▸ **PAGE**:
╭──
- The Washington Times - Thursday, October 22, 2015

President Obama openly sided with the “Black Lives Matter” movement Thursday, saying bias and excessive force by law enforcement officials against blacks in America is “real.”

“The African American community’s not just making this up,” Mr. Obama said during a discussion of criminal justice reform at the White House. “It’s not just something being politicized. It’s real, and there’s a history behind it, and we have to take it seriously. That is a legitimate issue we’ve got to address.”

The president said the social-justice movement, which resulted in street demonstrations in 2014 after the shooting death of an unarmed black teen in Ferguson, Missouri, and other incidents, is aimed at “a specific problem that is happening in the African-American community that’s not happening in other communities.”



“There is a specific concern as to whether African Americans are sometimes not treated in particular jurisdictions fairly or are subject to excessive force more frequently,” he said. “We as a society, particularly given our history, have to take this seriously.”
╰──
▸ **DIRECTIVES**:
#1 In the article on Obama and Black Lives Matter, condense the paragraph beginning "The president said the social-justice movement" into one shorter sentence that keeps its main facts.
#2 Resume the article on Obama and Black Lives Matter with the sentence that would follow its final quotation.

▸ **GIVEN INFORMATION**:
╭──
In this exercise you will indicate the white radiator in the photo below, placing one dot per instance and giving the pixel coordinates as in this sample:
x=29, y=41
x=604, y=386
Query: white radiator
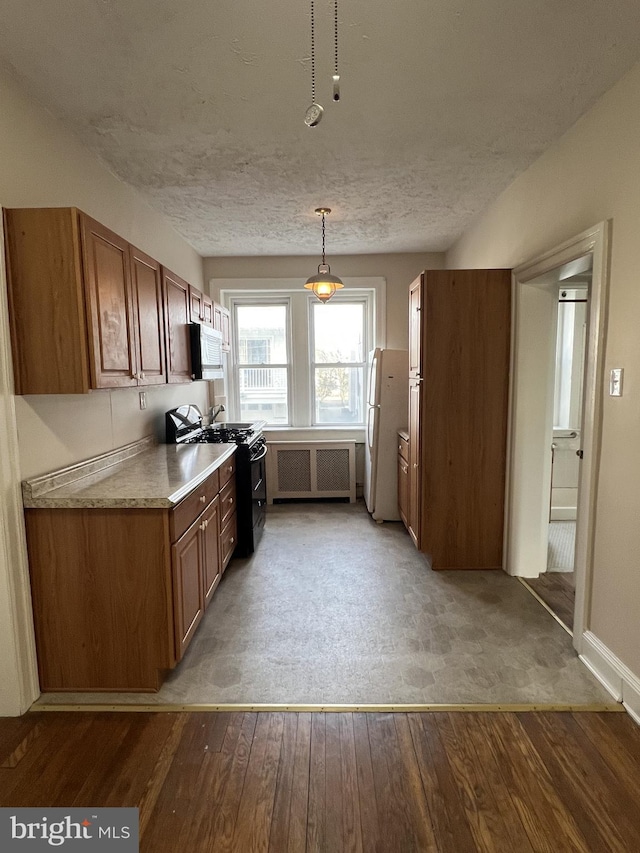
╰──
▸ **RESULTS BY TASK**:
#1 Obama said the movement, which led to 2014 street protests after an unarmed black teen was shot dead in Ferguson, Missouri, and other incidents, targets a problem specific to the African-American community.

#2
He said the Black Lives Matter movement became twisted by critics into a theme that “these folks are opposed to police, and all lives matter.”

“The notion was somehow that saying ’black lives matter’ was reverse racism, or suggesting that other people’s lives didn’t matter, police officers’ lives didn’t matter,” Mr. Obama said. “Whenever we get bogged down in that kind of discussion, we know where that goes. That’s just down the old track. Everybody understands that all lives matter. Everybody wants strong, effective law enforcement.”

Mr. Obama created a task force on 21st century policing last year that came out with recommendations for better relations between police and minority communities.

As he has on occasion, the president also said he himself has been the target of racial profiling as a younger man.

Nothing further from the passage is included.